EXERCISE AIM:
Rewrite the records from the line with "Where is the dry brown grass in it?" through the end of the records, replacing "flooded water patch" with "standing water pool" and leaving everything else unchanged.

[Stored entries]
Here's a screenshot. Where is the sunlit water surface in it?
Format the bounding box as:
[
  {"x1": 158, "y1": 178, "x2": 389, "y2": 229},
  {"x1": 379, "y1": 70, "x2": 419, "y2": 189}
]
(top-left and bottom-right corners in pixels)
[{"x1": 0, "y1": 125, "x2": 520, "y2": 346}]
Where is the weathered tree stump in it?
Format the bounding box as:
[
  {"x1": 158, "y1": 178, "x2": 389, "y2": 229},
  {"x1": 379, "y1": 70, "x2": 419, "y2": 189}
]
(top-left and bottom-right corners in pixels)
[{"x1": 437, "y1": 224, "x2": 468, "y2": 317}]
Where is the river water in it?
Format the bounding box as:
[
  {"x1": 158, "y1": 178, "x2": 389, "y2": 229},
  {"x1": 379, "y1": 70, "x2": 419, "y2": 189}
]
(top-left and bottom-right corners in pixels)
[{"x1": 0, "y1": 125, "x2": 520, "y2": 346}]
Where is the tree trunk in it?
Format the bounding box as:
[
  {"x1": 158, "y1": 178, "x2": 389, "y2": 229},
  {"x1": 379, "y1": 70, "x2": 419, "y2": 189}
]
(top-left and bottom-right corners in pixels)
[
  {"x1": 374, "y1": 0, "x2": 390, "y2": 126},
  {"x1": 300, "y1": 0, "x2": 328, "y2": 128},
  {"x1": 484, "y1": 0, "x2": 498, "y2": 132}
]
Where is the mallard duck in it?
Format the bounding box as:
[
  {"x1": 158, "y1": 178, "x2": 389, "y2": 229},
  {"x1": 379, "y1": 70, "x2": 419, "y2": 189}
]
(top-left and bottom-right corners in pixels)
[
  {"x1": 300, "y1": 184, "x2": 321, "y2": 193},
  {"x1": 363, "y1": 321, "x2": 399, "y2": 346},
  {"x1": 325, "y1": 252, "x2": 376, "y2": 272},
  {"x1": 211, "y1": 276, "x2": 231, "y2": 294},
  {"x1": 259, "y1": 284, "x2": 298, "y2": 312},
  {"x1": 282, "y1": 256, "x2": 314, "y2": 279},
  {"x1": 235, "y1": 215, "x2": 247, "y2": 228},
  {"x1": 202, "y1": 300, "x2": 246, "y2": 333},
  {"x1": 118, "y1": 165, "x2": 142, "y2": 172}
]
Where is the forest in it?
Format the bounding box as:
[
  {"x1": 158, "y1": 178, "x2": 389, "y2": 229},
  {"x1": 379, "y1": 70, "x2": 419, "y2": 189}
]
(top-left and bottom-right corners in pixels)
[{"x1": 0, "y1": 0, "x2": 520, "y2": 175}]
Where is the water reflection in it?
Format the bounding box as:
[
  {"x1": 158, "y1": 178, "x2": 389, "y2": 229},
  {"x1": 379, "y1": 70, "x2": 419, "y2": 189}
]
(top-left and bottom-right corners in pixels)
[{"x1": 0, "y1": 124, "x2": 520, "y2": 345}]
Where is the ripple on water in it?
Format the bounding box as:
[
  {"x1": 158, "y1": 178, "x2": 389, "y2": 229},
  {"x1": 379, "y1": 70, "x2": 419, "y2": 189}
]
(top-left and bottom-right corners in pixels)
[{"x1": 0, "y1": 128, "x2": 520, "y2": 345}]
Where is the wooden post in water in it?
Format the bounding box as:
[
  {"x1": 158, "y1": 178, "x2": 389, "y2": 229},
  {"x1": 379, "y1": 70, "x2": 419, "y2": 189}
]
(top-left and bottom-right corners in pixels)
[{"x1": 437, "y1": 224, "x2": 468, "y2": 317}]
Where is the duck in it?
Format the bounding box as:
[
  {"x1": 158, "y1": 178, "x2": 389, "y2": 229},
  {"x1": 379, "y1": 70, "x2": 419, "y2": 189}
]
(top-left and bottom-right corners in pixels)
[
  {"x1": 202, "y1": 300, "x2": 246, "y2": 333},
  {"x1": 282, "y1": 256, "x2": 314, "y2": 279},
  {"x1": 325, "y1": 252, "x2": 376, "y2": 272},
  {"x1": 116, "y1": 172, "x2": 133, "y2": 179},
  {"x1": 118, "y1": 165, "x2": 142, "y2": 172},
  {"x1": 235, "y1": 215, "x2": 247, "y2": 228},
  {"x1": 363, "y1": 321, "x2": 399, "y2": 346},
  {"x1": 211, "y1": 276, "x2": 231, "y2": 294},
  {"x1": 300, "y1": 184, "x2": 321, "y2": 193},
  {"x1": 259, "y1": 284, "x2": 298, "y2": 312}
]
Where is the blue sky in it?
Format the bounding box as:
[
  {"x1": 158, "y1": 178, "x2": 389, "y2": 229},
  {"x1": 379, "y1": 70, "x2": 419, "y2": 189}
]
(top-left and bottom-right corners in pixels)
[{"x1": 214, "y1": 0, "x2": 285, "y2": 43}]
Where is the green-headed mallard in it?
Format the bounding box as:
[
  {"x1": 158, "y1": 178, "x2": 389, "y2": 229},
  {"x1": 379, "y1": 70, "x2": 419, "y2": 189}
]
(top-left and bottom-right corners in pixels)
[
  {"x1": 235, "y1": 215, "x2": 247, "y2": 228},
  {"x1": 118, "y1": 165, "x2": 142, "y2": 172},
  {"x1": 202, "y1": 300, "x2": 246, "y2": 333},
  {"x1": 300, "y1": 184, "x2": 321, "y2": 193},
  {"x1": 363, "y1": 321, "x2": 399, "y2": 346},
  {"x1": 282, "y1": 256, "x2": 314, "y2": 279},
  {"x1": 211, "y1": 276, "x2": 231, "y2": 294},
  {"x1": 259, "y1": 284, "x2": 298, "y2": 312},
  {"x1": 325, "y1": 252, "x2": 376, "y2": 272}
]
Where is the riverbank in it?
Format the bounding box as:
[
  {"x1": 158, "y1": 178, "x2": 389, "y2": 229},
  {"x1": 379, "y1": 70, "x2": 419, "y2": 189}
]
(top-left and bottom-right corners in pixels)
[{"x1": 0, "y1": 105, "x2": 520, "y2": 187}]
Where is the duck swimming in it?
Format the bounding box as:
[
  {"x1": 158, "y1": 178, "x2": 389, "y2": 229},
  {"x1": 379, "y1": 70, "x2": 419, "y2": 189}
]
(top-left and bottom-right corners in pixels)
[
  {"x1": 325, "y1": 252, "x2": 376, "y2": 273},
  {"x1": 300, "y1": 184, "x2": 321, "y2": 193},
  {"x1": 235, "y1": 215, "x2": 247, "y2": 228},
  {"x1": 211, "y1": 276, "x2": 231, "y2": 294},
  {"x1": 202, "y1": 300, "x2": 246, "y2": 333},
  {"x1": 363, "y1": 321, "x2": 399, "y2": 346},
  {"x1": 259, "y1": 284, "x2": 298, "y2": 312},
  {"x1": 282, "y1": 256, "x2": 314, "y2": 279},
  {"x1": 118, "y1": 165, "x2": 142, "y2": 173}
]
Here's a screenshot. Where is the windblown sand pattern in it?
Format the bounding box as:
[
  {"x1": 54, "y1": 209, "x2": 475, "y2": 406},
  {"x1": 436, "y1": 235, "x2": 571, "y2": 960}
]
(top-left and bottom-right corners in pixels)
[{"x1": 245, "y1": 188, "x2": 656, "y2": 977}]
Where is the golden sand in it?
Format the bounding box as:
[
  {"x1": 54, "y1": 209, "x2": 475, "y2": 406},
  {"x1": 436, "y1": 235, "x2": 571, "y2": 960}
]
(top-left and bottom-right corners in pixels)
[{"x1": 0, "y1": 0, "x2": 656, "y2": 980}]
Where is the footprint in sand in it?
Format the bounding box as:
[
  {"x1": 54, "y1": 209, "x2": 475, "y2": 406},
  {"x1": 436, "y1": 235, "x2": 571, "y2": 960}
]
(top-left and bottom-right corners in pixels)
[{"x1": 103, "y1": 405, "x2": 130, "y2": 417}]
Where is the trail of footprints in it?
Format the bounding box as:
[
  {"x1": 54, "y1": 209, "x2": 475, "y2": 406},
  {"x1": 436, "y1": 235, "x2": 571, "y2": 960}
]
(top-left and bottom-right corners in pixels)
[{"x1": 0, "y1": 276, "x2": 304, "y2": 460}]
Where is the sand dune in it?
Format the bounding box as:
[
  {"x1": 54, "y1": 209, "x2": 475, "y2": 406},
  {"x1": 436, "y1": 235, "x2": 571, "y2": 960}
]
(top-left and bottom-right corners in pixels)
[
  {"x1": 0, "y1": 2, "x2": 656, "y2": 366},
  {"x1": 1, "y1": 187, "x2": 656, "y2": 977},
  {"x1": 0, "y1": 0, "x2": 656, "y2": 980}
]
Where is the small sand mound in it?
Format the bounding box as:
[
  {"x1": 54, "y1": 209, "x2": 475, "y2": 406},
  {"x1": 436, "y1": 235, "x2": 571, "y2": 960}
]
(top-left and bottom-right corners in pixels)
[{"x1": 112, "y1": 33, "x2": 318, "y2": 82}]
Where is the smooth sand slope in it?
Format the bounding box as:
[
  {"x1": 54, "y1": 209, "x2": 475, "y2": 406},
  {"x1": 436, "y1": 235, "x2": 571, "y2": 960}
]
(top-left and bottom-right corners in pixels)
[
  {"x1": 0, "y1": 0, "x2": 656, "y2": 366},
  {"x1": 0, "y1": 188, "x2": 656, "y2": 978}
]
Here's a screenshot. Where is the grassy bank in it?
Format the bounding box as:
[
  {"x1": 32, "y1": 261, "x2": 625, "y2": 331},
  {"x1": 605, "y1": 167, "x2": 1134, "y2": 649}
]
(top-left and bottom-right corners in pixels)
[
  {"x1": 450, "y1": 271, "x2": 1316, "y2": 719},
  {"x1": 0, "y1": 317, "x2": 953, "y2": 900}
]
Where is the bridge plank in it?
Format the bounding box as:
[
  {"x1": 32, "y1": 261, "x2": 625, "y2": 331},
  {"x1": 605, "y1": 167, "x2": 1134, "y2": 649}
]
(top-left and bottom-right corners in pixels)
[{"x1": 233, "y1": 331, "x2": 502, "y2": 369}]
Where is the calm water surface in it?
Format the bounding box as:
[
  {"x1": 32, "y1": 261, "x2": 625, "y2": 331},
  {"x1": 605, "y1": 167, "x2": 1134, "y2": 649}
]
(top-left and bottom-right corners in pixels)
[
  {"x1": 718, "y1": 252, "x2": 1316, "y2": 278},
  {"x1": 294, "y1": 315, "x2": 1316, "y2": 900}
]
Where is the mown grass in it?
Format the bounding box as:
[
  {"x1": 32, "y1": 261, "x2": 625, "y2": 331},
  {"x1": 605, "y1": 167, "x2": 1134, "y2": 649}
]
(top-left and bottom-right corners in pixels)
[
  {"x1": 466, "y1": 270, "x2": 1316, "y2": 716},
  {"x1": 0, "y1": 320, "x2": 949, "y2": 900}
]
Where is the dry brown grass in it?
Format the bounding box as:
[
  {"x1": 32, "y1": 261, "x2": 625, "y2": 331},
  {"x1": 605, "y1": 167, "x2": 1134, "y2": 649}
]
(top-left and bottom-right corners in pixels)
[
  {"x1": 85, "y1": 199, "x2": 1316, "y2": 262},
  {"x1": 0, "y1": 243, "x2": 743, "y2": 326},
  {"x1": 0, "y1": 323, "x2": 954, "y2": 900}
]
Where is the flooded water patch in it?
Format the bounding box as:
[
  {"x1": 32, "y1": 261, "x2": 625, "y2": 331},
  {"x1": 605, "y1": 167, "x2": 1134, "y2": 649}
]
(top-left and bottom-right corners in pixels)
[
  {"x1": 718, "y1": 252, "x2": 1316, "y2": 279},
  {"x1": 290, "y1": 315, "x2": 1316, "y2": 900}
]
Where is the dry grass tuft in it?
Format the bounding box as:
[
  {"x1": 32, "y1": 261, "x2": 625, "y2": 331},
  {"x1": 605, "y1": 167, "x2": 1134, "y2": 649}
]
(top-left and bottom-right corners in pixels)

SOLUTION TO THE PROBLEM:
Where is the dry brown grass in it?
Format the bounding box as:
[
  {"x1": 32, "y1": 261, "x2": 625, "y2": 331},
  {"x1": 605, "y1": 167, "x2": 1134, "y2": 649}
]
(top-left and bottom-right corners in pixels)
[
  {"x1": 85, "y1": 199, "x2": 1316, "y2": 262},
  {"x1": 0, "y1": 243, "x2": 743, "y2": 326},
  {"x1": 0, "y1": 323, "x2": 954, "y2": 900}
]
Where is the standing water pool in it?
Format the bounding box as:
[
  {"x1": 32, "y1": 261, "x2": 625, "y2": 331},
  {"x1": 605, "y1": 167, "x2": 1134, "y2": 649}
]
(top-left and bottom-right corners in pixels)
[
  {"x1": 718, "y1": 252, "x2": 1316, "y2": 279},
  {"x1": 290, "y1": 315, "x2": 1316, "y2": 900}
]
Where is the dry grass tuft in it?
Format the bounding box as:
[
  {"x1": 32, "y1": 261, "x2": 625, "y2": 331},
  {"x1": 605, "y1": 167, "x2": 1134, "y2": 649}
]
(top-left and bottom-right corners in pixels)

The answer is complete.